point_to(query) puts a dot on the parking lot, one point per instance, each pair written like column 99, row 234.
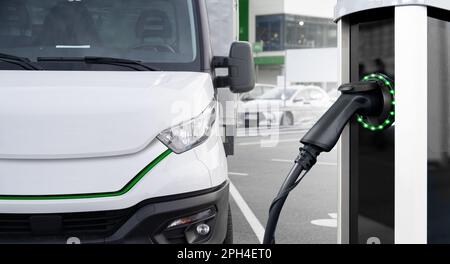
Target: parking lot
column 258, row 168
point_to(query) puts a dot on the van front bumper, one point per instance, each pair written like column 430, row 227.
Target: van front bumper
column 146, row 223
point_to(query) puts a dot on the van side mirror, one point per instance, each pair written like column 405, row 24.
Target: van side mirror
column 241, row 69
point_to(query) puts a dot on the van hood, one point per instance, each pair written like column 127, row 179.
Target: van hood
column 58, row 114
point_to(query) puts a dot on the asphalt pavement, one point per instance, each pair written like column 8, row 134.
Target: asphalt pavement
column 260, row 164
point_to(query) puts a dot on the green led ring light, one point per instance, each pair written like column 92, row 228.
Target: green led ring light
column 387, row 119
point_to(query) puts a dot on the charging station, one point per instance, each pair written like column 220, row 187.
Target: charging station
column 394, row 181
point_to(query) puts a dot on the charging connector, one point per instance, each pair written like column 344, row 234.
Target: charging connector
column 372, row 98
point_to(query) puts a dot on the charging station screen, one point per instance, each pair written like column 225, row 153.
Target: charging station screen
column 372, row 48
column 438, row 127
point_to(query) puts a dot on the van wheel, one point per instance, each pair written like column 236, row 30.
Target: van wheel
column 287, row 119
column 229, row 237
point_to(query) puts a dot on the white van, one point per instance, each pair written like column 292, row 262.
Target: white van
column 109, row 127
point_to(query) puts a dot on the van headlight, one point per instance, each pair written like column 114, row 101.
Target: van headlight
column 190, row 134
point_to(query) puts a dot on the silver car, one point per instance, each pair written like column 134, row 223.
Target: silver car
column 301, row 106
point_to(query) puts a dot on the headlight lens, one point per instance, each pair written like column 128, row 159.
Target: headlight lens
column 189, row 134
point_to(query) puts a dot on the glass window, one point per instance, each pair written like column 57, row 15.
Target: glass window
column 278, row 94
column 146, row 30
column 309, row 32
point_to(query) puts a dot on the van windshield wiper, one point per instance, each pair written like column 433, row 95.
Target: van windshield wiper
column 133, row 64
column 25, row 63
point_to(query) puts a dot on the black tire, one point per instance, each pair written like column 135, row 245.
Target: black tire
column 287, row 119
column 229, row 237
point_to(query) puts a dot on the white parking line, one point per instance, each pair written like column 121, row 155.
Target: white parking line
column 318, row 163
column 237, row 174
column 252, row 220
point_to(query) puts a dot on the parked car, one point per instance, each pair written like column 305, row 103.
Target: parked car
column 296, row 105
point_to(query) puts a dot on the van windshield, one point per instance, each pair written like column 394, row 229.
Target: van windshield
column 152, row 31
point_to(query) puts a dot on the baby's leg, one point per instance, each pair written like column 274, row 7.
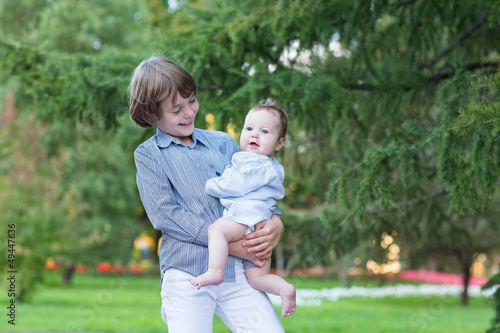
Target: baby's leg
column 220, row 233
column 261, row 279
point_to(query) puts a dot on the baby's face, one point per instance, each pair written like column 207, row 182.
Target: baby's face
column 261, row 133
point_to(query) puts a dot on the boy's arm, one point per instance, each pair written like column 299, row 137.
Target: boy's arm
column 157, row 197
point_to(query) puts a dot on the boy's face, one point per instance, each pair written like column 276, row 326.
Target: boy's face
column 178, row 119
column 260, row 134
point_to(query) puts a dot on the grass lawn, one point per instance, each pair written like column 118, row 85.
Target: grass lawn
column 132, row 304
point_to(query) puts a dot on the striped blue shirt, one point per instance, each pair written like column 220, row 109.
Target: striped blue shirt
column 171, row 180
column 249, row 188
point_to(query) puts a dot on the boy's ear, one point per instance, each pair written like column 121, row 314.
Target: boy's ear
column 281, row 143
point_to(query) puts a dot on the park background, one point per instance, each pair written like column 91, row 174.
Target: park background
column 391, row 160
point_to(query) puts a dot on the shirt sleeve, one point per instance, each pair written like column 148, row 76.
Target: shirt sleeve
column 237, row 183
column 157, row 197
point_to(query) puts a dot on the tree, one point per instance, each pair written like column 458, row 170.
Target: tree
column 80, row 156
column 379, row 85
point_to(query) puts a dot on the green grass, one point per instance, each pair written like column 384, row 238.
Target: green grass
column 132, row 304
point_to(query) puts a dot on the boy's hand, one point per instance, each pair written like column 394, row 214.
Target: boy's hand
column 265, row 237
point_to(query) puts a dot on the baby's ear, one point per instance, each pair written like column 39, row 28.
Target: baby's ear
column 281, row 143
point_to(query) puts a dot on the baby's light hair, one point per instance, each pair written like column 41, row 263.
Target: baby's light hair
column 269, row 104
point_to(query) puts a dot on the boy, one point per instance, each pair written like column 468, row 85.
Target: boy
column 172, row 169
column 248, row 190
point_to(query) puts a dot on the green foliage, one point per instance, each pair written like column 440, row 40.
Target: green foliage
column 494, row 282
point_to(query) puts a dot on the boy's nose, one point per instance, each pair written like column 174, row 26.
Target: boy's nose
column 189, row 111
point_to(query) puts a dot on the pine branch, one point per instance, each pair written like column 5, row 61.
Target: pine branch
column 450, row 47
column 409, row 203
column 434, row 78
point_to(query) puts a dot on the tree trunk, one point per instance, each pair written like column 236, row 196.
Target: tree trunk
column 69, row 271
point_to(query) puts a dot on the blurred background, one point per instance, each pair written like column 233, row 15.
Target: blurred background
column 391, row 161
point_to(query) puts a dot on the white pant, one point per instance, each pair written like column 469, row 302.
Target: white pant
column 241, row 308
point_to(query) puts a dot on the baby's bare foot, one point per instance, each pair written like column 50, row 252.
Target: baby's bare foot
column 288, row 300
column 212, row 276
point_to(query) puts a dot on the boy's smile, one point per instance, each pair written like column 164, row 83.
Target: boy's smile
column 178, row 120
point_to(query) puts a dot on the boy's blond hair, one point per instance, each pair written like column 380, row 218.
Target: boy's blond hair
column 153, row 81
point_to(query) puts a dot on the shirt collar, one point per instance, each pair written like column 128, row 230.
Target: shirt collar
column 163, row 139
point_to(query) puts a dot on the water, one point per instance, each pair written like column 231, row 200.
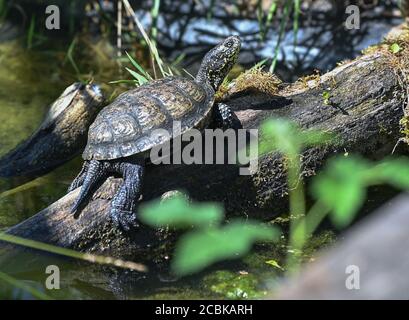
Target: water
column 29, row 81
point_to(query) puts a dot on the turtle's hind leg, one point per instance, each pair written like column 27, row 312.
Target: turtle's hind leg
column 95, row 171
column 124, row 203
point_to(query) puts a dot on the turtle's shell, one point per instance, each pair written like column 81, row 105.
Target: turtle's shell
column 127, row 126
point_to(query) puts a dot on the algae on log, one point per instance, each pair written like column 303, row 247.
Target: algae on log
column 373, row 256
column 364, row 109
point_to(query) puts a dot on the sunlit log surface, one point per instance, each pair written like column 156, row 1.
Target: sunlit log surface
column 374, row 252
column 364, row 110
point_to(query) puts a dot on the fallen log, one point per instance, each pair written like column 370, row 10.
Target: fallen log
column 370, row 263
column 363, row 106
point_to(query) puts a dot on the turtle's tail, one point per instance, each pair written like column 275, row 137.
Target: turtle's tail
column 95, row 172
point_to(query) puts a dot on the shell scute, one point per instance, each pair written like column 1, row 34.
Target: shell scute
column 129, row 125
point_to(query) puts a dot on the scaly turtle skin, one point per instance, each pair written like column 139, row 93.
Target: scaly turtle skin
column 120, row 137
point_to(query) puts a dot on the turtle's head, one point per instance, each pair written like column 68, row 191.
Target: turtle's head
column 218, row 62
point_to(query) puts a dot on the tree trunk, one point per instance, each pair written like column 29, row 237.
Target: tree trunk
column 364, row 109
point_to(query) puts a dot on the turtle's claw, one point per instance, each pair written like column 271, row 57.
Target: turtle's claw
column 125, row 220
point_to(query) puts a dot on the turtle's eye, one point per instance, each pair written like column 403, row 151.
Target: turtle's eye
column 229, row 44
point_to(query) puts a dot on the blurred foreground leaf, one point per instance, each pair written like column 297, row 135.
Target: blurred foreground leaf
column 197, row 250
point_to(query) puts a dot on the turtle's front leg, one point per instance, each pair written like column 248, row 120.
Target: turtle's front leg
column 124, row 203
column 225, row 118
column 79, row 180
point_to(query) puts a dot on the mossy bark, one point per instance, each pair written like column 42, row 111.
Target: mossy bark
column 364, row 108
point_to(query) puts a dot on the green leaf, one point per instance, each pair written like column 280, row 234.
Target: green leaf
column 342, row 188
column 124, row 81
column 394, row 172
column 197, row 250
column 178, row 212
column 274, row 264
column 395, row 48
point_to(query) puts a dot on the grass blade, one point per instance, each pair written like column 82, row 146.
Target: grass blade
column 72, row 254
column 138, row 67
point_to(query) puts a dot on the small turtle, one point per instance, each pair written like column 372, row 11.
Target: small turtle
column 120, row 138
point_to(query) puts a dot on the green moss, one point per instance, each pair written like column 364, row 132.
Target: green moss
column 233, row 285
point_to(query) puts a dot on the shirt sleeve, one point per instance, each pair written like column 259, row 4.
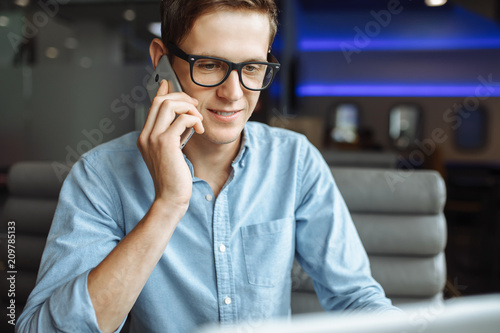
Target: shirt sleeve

▶ **WHAT IS REQUIRED**
Copy out the records from their beginning through the line containing "column 258, row 168", including both ends, and leave out the pictures.

▶ **EXERCISE RESPONSE**
point_to(query) puts a dot on the parking lot, one point per instance, each pair written like column 99, row 234.
Target: parking lot
column 258, row 168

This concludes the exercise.